Exercise details: Let the answer be the lines from the one with "the motorcycle in" to the end of the entries, copied exactly with both boundary lines kept.

(Image-grounded pointing data)
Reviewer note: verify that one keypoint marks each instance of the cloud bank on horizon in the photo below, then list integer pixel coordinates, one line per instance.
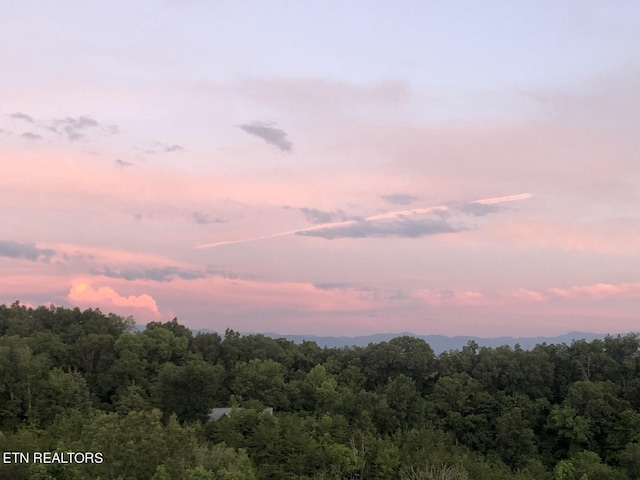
(356, 210)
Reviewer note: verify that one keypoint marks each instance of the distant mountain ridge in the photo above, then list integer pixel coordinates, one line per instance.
(442, 343)
(439, 343)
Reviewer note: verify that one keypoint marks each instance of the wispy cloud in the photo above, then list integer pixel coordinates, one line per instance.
(202, 218)
(122, 163)
(399, 198)
(168, 148)
(31, 136)
(479, 209)
(73, 128)
(316, 216)
(27, 251)
(22, 116)
(269, 134)
(387, 224)
(156, 274)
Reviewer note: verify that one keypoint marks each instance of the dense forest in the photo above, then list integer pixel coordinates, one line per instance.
(84, 381)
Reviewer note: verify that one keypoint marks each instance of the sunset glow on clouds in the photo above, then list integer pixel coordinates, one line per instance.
(313, 174)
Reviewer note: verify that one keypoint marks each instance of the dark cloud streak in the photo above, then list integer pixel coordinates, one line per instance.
(27, 251)
(399, 198)
(401, 227)
(269, 134)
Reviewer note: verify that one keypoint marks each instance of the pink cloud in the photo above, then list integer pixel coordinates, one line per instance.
(106, 298)
(599, 291)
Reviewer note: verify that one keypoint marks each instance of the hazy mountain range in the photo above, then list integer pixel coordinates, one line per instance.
(439, 343)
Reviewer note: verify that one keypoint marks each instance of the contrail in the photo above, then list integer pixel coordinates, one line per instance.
(382, 216)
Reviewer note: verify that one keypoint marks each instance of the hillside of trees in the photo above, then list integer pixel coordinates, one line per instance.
(85, 381)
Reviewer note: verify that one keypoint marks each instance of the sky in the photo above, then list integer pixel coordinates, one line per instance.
(324, 167)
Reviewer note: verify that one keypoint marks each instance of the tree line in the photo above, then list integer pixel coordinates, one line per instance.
(85, 381)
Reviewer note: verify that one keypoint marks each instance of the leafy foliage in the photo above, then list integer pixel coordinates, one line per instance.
(74, 380)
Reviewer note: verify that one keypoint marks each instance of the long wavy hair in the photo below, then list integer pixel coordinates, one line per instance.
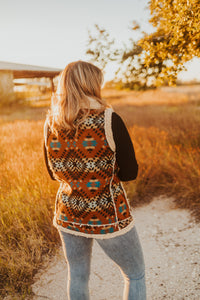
(70, 105)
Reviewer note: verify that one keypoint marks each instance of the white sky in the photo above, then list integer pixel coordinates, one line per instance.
(55, 32)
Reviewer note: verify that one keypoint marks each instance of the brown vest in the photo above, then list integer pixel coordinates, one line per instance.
(91, 200)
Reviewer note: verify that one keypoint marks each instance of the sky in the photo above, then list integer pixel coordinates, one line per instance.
(54, 33)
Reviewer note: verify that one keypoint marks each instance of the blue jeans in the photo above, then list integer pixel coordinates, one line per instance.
(124, 250)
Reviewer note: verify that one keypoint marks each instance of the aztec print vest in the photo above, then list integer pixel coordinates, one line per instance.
(91, 200)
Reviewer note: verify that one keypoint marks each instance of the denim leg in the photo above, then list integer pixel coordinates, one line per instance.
(126, 252)
(77, 251)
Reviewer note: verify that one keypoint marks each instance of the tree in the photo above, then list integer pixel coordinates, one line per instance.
(156, 58)
(100, 47)
(176, 39)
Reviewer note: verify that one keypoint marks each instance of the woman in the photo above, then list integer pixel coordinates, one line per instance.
(89, 152)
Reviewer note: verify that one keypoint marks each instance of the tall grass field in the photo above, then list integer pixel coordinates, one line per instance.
(166, 138)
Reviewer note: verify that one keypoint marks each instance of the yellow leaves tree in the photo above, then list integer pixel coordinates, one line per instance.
(177, 36)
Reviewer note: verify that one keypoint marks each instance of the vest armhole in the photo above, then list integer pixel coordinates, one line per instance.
(108, 128)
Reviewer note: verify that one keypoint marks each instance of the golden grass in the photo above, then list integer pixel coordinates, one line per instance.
(27, 202)
(167, 146)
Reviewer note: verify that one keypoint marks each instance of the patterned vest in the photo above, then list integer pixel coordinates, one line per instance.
(91, 200)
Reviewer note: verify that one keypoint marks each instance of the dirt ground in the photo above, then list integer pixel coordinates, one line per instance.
(170, 240)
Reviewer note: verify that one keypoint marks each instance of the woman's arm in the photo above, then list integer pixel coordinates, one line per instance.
(125, 154)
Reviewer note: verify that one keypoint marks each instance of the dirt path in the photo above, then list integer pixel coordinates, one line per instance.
(171, 245)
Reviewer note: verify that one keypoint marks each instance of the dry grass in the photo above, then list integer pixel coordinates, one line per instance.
(167, 144)
(27, 202)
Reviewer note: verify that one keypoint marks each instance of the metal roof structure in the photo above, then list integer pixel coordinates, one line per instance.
(28, 71)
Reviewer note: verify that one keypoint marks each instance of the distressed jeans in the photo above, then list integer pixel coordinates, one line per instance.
(124, 250)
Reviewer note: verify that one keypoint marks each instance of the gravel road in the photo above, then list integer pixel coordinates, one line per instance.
(171, 244)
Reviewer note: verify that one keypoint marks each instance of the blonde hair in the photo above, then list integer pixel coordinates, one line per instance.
(70, 104)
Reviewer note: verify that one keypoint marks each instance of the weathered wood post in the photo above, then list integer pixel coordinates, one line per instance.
(6, 87)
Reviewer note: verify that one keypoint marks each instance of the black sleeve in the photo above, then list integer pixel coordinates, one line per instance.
(125, 154)
(46, 162)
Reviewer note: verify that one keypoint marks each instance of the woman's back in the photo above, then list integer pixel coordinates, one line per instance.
(91, 199)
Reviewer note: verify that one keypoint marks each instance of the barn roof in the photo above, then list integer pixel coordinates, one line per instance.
(28, 71)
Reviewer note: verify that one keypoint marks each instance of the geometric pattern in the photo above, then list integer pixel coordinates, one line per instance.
(91, 199)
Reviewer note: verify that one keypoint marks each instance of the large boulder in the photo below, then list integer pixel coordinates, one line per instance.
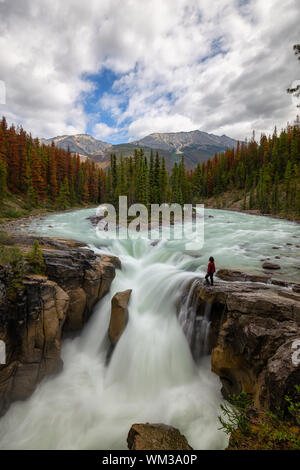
(268, 265)
(156, 437)
(35, 313)
(253, 328)
(32, 334)
(85, 277)
(119, 315)
(232, 275)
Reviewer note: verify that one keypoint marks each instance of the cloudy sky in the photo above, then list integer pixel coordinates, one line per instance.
(121, 69)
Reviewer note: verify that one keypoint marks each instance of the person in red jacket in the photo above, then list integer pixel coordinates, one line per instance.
(210, 271)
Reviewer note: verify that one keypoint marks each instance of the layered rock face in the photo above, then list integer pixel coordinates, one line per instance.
(156, 437)
(43, 308)
(253, 329)
(119, 315)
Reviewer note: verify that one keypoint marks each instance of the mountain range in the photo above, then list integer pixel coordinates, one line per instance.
(196, 146)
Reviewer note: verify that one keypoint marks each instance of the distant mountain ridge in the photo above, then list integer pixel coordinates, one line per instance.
(196, 146)
(179, 140)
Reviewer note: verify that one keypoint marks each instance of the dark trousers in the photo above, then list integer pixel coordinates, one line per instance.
(211, 276)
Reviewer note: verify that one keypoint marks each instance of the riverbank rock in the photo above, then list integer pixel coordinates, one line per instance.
(231, 275)
(31, 332)
(270, 266)
(36, 312)
(252, 329)
(84, 276)
(119, 315)
(156, 437)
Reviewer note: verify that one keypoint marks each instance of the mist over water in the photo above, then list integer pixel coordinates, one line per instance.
(151, 376)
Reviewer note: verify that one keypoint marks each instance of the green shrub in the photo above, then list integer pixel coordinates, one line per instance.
(261, 429)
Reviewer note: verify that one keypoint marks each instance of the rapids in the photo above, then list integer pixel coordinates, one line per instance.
(151, 376)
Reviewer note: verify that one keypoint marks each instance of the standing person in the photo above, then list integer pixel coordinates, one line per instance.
(210, 271)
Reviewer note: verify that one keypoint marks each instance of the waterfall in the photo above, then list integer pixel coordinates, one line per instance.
(151, 375)
(196, 326)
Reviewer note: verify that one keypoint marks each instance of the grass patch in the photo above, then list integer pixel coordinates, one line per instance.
(252, 429)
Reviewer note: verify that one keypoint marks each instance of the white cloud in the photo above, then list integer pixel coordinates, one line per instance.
(218, 66)
(102, 131)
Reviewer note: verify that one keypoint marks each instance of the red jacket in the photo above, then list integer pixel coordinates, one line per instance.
(211, 268)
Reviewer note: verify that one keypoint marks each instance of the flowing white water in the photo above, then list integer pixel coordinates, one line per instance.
(151, 376)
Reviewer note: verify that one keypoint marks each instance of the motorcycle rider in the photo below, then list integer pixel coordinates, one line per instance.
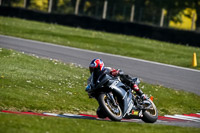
(97, 68)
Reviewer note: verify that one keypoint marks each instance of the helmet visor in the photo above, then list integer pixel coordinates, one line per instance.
(91, 70)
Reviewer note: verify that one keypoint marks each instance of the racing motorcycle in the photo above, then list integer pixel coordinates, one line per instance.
(118, 101)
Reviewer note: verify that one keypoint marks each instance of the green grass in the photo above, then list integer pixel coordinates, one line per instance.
(100, 41)
(29, 83)
(31, 124)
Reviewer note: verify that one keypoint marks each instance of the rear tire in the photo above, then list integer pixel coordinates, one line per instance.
(151, 115)
(107, 107)
(100, 113)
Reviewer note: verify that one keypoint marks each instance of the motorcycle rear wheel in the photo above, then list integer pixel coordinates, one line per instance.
(150, 115)
(107, 107)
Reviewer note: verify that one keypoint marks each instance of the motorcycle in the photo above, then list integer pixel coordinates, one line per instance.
(117, 101)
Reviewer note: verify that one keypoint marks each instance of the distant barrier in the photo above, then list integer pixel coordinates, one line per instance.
(191, 38)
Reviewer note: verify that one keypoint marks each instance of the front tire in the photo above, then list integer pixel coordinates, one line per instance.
(113, 112)
(150, 115)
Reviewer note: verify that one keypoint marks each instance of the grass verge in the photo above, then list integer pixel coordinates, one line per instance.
(29, 83)
(32, 124)
(100, 41)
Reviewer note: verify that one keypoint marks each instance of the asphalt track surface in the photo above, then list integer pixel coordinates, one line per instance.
(151, 72)
(186, 120)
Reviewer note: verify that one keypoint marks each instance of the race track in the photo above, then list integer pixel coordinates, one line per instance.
(150, 72)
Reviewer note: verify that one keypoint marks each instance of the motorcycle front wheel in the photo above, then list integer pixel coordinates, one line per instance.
(113, 112)
(150, 115)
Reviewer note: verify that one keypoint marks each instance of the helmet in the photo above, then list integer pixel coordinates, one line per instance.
(96, 65)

Response area:
Reviewer note: verify that one keypoint marks each instance of the motorcycle in the photo above, then list integer pixel coordinates, one line per instance.
(117, 101)
Reviewer note: verify that one keypoint marks each instance of the distant barrier in the photo above, then list integer pixel coordinates, one line per instance.
(191, 38)
Reviewer note: verify that one keypoint marks each instance of the front tire in the photo above, then list integer pixel coordinates, one line per instance.
(113, 112)
(150, 115)
Reviewer note: verify that one keypoint marks each instance of the grass verge in the photo above, then list integer pixel coordinates, one line per instance.
(29, 83)
(32, 124)
(100, 41)
Reviewer note: verify that one keypoint marks each instance of the asphalt track surface in the photo above, then list integer pixel coordinates, one line per instance.
(151, 72)
(186, 120)
Reviewer note: verify that one keypoint marks each instance of the race track in the photo above, then list integer pixel coordinates, one line per instance.
(150, 72)
Reviewer note: verify that one keypoint marks each instance of the motorcycle front wheel in the photo above, then list integer pixel coordinates, one line per instance.
(113, 112)
(150, 115)
Reviewer note: verify that one keypoint marks each instance of the helmet in the photo above, then list integer pixel coordinates, one line per instance.
(96, 65)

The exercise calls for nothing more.